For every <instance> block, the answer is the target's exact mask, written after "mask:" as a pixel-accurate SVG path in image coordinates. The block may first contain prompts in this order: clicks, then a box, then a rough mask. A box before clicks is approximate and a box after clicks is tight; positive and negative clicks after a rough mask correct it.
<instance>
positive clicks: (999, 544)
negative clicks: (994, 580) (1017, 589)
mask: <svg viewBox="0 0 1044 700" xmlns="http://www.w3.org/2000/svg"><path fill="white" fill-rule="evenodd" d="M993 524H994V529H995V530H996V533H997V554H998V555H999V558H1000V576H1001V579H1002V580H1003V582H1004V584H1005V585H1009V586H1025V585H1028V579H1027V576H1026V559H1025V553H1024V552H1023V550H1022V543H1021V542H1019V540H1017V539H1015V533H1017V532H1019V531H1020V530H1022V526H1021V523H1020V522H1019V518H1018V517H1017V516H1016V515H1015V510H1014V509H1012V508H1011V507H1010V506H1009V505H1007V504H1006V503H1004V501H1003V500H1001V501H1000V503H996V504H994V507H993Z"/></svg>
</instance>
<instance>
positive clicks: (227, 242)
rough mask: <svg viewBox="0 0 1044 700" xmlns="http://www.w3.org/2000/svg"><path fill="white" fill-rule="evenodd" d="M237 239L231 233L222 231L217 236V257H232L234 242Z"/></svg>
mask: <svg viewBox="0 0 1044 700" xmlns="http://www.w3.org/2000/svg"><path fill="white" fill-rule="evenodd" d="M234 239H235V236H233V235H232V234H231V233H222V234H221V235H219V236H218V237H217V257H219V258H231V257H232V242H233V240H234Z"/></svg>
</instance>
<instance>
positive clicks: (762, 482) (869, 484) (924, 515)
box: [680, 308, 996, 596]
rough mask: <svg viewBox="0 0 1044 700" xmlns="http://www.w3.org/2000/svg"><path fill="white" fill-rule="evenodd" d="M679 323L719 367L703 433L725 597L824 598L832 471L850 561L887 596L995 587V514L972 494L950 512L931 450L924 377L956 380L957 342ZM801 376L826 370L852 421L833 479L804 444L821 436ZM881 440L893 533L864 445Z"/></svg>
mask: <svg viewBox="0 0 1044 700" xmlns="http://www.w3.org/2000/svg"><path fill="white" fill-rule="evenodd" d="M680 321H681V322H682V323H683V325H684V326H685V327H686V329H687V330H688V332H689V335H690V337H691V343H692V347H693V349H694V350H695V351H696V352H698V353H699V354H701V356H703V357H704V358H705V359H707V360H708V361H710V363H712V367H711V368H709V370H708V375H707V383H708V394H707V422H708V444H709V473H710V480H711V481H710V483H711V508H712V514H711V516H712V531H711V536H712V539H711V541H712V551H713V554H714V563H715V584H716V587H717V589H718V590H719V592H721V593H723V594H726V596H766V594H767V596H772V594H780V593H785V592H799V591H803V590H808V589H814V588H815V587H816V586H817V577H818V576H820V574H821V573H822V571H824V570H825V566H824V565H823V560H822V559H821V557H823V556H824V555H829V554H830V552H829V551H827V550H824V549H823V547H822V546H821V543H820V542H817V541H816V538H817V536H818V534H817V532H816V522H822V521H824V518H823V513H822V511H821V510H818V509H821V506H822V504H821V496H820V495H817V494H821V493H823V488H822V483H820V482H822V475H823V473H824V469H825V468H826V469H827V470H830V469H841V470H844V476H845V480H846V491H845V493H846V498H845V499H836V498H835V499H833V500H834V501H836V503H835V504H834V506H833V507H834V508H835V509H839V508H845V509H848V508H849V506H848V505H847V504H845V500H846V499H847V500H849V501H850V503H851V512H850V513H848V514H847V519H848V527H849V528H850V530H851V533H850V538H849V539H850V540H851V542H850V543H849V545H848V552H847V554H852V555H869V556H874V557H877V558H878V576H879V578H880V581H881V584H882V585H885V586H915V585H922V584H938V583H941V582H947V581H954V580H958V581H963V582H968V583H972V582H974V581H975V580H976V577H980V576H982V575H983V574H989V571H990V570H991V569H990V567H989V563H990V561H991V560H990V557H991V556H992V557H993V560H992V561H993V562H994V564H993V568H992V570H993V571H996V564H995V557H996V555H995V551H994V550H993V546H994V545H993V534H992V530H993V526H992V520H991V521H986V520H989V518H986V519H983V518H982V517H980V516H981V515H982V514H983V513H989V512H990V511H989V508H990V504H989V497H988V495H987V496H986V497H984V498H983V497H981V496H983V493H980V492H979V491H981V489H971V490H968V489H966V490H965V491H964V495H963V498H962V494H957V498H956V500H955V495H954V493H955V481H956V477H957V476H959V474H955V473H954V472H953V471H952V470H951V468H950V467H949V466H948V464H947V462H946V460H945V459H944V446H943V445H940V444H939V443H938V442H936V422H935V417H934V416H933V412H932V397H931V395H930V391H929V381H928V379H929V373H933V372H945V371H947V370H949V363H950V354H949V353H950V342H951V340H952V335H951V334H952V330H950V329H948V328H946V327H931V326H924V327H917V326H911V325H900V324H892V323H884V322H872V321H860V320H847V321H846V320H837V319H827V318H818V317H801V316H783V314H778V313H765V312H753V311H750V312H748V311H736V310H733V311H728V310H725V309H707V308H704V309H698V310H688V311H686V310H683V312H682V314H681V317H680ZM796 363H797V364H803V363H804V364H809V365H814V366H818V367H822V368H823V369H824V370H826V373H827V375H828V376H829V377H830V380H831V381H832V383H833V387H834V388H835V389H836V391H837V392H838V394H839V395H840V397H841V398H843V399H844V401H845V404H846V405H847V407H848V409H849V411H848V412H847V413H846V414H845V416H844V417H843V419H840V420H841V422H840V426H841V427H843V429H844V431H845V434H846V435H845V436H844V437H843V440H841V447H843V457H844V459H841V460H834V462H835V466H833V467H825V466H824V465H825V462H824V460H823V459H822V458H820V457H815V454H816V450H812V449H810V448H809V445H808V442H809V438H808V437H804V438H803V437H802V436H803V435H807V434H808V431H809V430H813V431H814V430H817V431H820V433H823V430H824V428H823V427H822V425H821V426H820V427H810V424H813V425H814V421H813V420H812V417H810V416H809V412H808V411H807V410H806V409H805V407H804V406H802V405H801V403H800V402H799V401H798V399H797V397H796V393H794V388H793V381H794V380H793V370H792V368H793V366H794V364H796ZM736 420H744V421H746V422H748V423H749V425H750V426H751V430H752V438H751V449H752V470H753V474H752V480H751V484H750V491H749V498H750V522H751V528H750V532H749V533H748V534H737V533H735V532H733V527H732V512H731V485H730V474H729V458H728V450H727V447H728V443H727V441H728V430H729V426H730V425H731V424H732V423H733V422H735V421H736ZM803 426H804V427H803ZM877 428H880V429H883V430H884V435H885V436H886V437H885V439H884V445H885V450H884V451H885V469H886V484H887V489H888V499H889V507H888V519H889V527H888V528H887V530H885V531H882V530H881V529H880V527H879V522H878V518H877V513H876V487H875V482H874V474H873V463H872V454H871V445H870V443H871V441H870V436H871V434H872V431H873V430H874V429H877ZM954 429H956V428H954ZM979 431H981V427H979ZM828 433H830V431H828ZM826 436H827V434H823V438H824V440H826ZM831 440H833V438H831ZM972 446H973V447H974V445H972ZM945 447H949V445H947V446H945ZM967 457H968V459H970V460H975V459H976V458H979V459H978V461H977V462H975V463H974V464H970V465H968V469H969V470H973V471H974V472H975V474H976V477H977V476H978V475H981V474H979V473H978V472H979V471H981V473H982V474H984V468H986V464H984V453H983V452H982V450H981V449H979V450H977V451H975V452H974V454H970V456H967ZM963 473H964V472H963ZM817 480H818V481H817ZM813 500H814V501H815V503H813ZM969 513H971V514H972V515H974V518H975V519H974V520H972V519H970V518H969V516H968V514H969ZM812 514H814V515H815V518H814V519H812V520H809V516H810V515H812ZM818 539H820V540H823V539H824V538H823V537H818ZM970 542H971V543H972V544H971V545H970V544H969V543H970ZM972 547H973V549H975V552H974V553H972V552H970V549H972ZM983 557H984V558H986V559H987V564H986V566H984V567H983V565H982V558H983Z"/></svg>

════════════════

--- Task objective ---
In the entries above, find the line with "negative clicks: (994, 580) (1017, 589)" and the line with "box: [680, 308, 996, 596]", then set down exactly those two and every line between them, nothing else.

--- Exercise solution ---
negative clicks: (994, 580) (1017, 589)
mask: <svg viewBox="0 0 1044 700" xmlns="http://www.w3.org/2000/svg"><path fill="white" fill-rule="evenodd" d="M993 524H994V529H995V530H996V533H997V554H998V555H999V558H1000V576H1001V579H1002V580H1003V582H1004V584H1005V585H1009V586H1025V585H1028V579H1027V576H1026V559H1025V553H1024V552H1023V550H1022V543H1021V542H1019V540H1017V539H1015V533H1017V532H1019V531H1020V530H1022V526H1021V523H1020V522H1019V518H1018V517H1017V516H1016V515H1015V510H1014V509H1012V508H1011V507H1010V506H1009V505H1007V504H1006V503H1004V501H1003V500H1001V501H1000V503H996V504H994V507H993Z"/></svg>
</instance>
<instance>
positive clicks: (227, 242)
rough mask: <svg viewBox="0 0 1044 700" xmlns="http://www.w3.org/2000/svg"><path fill="white" fill-rule="evenodd" d="M237 239L231 233L222 231L217 236V257H232L234 242Z"/></svg>
mask: <svg viewBox="0 0 1044 700" xmlns="http://www.w3.org/2000/svg"><path fill="white" fill-rule="evenodd" d="M234 239H235V236H233V235H232V234H231V233H222V234H221V235H219V236H218V237H217V257H219V258H231V257H232V242H233V240H234Z"/></svg>
</instance>
<instance>
positive clicks: (762, 482) (869, 484) (924, 515)
box: [680, 308, 996, 596]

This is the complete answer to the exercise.